------ Record excerpts

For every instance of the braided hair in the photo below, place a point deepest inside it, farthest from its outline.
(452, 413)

------------
------ Record excerpts

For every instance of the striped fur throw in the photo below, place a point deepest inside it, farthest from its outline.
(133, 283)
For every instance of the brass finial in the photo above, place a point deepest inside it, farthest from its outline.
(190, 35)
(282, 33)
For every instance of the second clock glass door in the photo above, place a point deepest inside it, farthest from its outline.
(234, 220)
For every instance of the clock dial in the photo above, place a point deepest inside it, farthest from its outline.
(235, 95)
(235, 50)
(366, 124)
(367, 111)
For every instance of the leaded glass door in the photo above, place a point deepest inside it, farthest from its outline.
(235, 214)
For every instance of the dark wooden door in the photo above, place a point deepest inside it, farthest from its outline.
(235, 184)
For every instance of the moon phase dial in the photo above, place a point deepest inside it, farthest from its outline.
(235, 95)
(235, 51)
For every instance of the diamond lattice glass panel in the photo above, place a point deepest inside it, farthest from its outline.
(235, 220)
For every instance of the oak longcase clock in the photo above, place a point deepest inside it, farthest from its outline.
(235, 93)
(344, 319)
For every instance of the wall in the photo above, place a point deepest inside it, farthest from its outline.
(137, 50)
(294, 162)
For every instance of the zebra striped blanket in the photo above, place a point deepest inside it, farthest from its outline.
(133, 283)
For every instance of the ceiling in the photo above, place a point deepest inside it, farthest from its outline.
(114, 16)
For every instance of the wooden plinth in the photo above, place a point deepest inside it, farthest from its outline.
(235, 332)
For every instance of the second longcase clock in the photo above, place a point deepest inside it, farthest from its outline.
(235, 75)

------------
------ Record excerpts

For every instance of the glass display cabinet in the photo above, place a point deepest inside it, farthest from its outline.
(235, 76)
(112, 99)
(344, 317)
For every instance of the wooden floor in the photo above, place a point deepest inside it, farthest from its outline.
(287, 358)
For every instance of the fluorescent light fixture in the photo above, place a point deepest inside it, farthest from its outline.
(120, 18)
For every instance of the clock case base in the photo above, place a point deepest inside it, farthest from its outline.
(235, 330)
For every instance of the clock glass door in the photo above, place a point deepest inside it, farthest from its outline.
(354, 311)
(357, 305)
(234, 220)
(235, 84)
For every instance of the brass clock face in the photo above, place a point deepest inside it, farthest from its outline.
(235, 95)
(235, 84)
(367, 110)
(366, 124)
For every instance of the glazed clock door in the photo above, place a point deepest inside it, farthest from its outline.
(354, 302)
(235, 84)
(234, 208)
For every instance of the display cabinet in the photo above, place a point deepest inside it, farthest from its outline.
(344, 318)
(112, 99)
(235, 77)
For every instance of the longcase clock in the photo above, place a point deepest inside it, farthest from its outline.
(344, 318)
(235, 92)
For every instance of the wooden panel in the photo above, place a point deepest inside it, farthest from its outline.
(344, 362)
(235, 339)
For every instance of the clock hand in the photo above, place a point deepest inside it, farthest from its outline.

------------

Using the listing above, return word for word each line from the one that has "For every instance of the longcase" through the one that has "For every instance of the clock hand", and no line outside that range.

Task answer:
For every instance of the longcase clock in the photo above, place a point deepest inside it, farthest from its outline.
(344, 318)
(235, 92)
For every instance of the wooden panel in the photo above, place a point deepest inside it, farthest from its outline.
(344, 362)
(235, 339)
For every instance of the clock hand in the photo above, place a point deepest inside it, farthest from its outline.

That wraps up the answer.